* _Verilen Metin_:
Dicle Nehri’nin Diyarbakır kenti civarındaki vadisinde yıllar itibariyle gösterdiği yatak ve akış kanalları değişikliklerini belirlemek için daha uzun yılları kapsayacak hem uydu hem de hava fotoğraflarının değerlendirilmesi yoluna gidilmiştir. Burada 2018 yılında eski kentin güneydoğusundaki Dicle Nehri vadisinin genişleyen bölümünde Hevsel bahçelerinde yapılan saha ölçüm ve sondaj çalışmalarıyla, nehrin sol bankında, Hevsel bahçelerinin karşı tarafında Kavs düzlüğünde yapılan jeofizik çalışmalarının sonuçları  dayanak olarak alınmıştır (Şekil 5-6).



Şekil 5: Dicle Nehri Vadisinde yatak Değişimlerinde Baz Alınan Hava Fotoğrafı ve Uydu Görüntüleri



Şekil 6: Dicle Nehri Vadisinde Kavs Düzlüğü’nde Yapılan Jeofizik Çalışmaları ve Sonuç Grafikleri (Karadoğan ve diğ., 2020).

 

2. BULGULAR

2.1. Uydu Verileriyle GEE Platformunda Elde Edilen Bulgular

Elde edilen kompozit görüntüler, yıllık NDWI ortalama grafiği ve su yüzey alan hesaplamaları kullanılarak aşağıdaki bulgulara ulaşılmıştır:

NDWI kompozit görüntüler incelendiğinde, mevcut yol ağı ve yerleşim birimlerinin yaklaşık olarak ‘0’ NDWI değerlerine sahip olduğu görülmektedir. Bitki örtüsü ve nemli toprak, yerleşim alanları ile su yüzeyleri arasında bir geçiş paterni sergilemektedir. Akarsu vadileri ve göletlerde su yüzeyleri oldukça net bir şekilde tespit edilmiştir. Öte yandan, bitki örtüsünün zayıf olduğu alanlarda NDWI değerlerinin -0,15’in altında olduğu belirlenmiştir. Bu toprağın su tutma özelliği ve ışıma özelliklerinin yapılaşmış sahalardan farklı olmasından kaynaklanmaktadır.

Su yüzey alanlarının yıllık gelişimi incelendiğinde 2005 tarihi ile 2012 yılları arasında su yüzey alanlarının 1 km2’nin altına düştüğü görülmektedir (Grafik 1). 2012 tarihinde su yüzey alanı hızlı şekilde artmıştır. (Su yüzey alanları 0’dan büyük NDWI hesaplanarak elde edilmiştir)

* _İncelenecek Kayıtlar_:
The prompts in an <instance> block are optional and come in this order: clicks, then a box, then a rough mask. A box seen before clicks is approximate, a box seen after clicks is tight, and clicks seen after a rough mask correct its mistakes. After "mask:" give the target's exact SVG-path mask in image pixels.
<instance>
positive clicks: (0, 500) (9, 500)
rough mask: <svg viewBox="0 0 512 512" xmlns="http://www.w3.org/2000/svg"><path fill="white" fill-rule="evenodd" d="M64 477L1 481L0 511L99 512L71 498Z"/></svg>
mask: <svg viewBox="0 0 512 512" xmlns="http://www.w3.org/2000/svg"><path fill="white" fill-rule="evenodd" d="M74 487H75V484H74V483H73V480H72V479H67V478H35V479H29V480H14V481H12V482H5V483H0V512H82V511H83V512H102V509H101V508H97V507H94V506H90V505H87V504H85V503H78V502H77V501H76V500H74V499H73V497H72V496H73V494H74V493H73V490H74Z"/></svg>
* * *
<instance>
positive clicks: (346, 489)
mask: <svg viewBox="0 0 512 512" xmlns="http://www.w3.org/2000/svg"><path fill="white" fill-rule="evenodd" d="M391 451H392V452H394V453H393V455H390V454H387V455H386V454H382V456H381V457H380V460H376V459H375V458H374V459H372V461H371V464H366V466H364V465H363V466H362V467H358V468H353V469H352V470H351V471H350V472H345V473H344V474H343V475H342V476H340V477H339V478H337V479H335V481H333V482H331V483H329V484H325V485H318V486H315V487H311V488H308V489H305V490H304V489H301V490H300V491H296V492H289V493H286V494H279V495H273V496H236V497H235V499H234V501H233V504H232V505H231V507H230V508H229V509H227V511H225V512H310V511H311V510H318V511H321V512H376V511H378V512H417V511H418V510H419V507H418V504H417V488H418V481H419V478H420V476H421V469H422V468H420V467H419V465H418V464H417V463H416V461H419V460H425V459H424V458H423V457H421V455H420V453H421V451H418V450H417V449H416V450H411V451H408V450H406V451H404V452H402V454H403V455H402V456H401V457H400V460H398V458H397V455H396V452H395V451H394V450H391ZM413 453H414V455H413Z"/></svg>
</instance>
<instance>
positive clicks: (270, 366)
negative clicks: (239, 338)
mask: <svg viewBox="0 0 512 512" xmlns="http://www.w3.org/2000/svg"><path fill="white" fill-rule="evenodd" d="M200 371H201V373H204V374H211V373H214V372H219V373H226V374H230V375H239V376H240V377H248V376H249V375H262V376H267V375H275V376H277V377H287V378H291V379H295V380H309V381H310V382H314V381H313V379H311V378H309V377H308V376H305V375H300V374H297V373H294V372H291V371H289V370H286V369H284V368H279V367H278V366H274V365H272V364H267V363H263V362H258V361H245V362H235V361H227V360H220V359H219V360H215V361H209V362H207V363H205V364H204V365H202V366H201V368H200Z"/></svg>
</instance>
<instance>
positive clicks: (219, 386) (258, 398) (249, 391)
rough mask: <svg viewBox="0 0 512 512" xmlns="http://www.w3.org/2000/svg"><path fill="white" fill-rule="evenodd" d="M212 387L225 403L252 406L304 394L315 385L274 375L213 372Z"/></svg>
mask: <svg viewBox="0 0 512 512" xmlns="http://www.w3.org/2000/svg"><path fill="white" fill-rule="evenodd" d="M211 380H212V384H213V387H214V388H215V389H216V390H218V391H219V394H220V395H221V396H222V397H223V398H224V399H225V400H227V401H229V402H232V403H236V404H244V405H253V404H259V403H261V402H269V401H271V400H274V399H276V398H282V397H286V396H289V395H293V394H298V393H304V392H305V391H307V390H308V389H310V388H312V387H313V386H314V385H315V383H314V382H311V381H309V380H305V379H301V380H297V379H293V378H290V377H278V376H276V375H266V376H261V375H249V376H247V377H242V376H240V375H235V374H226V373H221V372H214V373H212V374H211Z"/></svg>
* * *
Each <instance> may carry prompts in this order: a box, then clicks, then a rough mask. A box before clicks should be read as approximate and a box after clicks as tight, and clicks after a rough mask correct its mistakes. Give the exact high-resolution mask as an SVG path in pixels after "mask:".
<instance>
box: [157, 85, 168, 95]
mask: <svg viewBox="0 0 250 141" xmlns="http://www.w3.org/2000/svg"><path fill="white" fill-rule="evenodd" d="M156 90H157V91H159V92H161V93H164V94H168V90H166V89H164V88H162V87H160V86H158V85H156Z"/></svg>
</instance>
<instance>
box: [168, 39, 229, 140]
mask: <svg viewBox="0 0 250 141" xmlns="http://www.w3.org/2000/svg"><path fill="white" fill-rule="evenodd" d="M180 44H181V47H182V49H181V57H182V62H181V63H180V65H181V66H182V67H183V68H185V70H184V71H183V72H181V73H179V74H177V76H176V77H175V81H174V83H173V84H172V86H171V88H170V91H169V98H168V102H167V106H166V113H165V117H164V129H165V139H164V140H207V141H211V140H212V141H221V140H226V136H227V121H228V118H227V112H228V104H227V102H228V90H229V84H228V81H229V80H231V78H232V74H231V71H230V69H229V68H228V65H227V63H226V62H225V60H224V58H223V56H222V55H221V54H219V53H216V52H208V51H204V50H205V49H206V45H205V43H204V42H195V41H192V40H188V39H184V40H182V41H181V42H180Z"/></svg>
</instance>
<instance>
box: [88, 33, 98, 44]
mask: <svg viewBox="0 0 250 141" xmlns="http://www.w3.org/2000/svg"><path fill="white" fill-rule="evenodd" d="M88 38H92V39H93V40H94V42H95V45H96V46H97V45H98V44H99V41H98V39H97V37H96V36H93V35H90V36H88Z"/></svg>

* _Yapılacak Görevler_:
• a. Verilen metinde "NDWI kompozit görüntüler" ifadesinden "hesaplanarak elde edilmiştir)" ifadesine kadar her şeyi, "NDWI" terimini "Normalize Fark Su İndeksi" olarak yeniden adlandırıp tekrar yazın.
• b. Verilen metne göre, bitki örtüsünün zayıf olduğu alanlarda NDWI değerleri hangi değerin altında bulunmuştur?
Kayıtlara bu iş için gerek yok.

* _Maddelere Göre Yanıtlar_:
• a.
Normalize Fark Su İndeksi kompozit görüntüler incelendiğinde, mevcut yol ağı ve yerleşim birimlerinin yaklaşık olarak ‘0’ Normalize Fark Su İndeksi değerlerine sahip olduğu görülmektedir. Bitki örtüsü ve nemli toprak, yerleşim alanları ile su yüzeyleri arasında bir geçiş paterni sergilemektedir. Akarsu vadileri ve göletlerde su yüzeyleri oldukça net bir şekilde tespit edilmiştir. Öte yandan, bitki örtüsünün zayıf olduğu alanlarda Normalize Fark Su İndeksi değerlerinin -0,15’in altında olduğu belirlenmiştir. Bu toprağın su tutma özelliği ve ışıma özelliklerinin yapılaşmış sahalardan farklı olmasından kaynaklanmaktadır.

Su yüzey alanlarının yıllık gelişimi incelendiğinde 2005 tarihi ile 2012 yılları arasında su yüzey alanlarının 1 km2’nin altına düştüğü görülmektedir (Grafik 1). 2012 tarihinde su yüzey alanı hızlı şekilde artmıştır. (Su yüzey alanları 0’dan büyük Normalize Fark Su İndeksi hesaplanarak elde edilmiştir)

• b. -0,15'in altında.